» PASSAGE FOR REVIEW:
======
# What do you use on your engine???



## cutrunner (Jun 8, 2010)

Use all yamaha oem parts, no aftermarket stuff. Fluah it after every use, grease fittings occasionally and spray under the hood with crc 656 liberally. And maybe run yamaha ring free in the fuel, thats about it


----------



## swampfox (May 9, 2007)

^ the man has spoken 


[smiley=z-respect.gif]


----------



## hferrell87 (Jan 28, 2013)

> Use all yamaha oem parts, no aftermarket stuff. Fluah it after every use, grease fittings occasionally and spray under the hood with crc 656 liberally. And maybe run yamaha ring free in the fuel, thats about it


Thanks a lot for the info!! When searching Yamaha ring free, I noticed there is also ring free plus... Is the plus version just as suitable as the regular ring free? Also, in reference to grease, is there a marine grade grease that I should be looking for or just a generic grease will work? Thanks again for the response!!


----------



## Net 30 (Mar 24, 2012)
======
» ASSIGNED TASK 1:
Arrange the records as a numbered list, starting with the line that contains "271L11 252L1 249L0" and going on through the end of the records, with blank lines left out.

Source data
======
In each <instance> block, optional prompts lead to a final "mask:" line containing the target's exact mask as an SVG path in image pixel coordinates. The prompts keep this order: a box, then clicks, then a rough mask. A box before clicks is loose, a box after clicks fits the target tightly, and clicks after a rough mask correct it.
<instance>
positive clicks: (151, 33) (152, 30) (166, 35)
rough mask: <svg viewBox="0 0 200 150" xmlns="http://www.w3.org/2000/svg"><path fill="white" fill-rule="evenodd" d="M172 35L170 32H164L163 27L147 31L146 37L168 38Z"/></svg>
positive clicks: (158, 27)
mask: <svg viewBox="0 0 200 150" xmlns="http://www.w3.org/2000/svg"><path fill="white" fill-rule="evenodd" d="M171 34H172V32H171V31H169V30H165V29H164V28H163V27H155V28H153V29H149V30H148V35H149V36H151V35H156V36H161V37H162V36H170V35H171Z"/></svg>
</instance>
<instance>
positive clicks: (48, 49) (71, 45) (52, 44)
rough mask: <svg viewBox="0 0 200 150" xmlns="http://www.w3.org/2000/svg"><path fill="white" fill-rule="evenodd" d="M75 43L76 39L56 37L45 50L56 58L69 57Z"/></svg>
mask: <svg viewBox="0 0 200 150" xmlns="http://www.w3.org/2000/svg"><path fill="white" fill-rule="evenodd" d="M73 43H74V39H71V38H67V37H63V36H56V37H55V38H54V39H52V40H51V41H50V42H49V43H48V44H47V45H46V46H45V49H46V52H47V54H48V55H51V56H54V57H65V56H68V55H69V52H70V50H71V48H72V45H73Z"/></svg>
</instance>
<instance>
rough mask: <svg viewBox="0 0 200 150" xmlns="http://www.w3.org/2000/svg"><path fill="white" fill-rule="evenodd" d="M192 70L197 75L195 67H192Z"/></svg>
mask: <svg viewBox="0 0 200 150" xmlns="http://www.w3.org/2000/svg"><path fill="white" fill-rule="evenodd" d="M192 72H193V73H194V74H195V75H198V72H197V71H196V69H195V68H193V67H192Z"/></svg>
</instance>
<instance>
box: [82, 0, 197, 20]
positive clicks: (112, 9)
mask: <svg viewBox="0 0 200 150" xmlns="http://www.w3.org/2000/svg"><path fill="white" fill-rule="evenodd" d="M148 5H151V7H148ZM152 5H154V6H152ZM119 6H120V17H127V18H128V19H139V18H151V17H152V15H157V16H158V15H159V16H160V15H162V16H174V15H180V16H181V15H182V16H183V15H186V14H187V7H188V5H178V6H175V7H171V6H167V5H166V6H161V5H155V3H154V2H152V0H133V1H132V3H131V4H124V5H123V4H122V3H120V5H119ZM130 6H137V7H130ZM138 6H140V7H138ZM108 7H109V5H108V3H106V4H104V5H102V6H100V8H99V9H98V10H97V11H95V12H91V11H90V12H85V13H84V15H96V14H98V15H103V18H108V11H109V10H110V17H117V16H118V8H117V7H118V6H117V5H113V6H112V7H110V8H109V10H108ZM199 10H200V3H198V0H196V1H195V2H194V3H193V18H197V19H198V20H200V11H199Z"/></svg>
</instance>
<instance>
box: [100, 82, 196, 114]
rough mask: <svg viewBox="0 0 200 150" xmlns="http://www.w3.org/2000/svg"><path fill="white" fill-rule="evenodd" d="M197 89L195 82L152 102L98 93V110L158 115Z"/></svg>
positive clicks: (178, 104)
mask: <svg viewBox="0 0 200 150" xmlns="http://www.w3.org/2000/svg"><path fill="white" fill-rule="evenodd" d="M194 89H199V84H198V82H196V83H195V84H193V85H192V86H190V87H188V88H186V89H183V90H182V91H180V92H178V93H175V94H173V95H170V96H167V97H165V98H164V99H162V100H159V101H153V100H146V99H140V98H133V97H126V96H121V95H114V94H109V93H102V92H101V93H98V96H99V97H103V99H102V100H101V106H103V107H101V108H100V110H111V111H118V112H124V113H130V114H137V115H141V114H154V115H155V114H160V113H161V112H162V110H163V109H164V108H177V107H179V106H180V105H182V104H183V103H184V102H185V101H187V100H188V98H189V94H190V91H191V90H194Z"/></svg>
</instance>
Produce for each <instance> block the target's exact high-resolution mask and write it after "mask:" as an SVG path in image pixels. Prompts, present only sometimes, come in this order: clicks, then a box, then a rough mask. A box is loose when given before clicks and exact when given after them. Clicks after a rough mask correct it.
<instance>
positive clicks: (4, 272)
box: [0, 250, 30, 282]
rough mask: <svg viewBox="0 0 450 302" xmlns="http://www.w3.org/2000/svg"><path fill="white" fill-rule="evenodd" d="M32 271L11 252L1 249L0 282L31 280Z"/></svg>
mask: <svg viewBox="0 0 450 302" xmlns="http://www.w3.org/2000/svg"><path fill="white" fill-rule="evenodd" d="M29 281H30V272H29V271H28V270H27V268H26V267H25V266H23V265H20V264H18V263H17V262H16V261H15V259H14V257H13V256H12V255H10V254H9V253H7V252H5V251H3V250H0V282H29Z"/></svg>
======
» ASSIGNED TASK 2:
Pick up the thread on engine care from where it stops.

» EXERCISE RESPONSE 1:
1. rough mask: <svg viewBox="0 0 450 302" xmlns="http://www.w3.org/2000/svg"><path fill="white" fill-rule="evenodd" d="M32 271L11 252L1 249L0 282L31 280Z"/></svg>
2. mask: <svg viewBox="0 0 450 302" xmlns="http://www.w3.org/2000/svg"><path fill="white" fill-rule="evenodd" d="M29 281H30V272H29V271H28V270H27V268H26V267H25V266H23V265H20V264H18V263H17V262H16V261H15V259H14V257H13V256H12V255H10V254H9V253H7V252H5V251H3V250H0V282H29Z"/></svg>

» EXERCISE RESPONSE 2:
> Use all yamaha oem parts, no aftermarket stuff. Fluah it after every use, grease fittings occasionally and spray under the hood with crc 656 liberally. And maybe run yamaha ring free in the fuel, thats about it


X2.

I'm a big fan of Salt-Away every couple of uses…run it thru a warm engine and then the rest gets sprayed on the aluminum trailer.


----------



## DuckNut (Apr 3, 2009)

And keep ethanol away from it.


----------



## cutrunner (Jun 8, 2010)

> > Use all yamaha oem parts, no aftermarket stuff. Fluah it after every use, grease fittings occasionally and spray under the hood with crc 656 liberally. And maybe run yamaha ring free in the fuel, thats about it
> 
> 
> Thanks a lot for the info!! When searching Yamaha ring free, I noticed there is also ring free plus... Is the plus version just as suitable as the regular ring free? Also, in reference to grease, is there a marine grade grease that I should be looking for or just a generic grease will work? Thanks again for the response!!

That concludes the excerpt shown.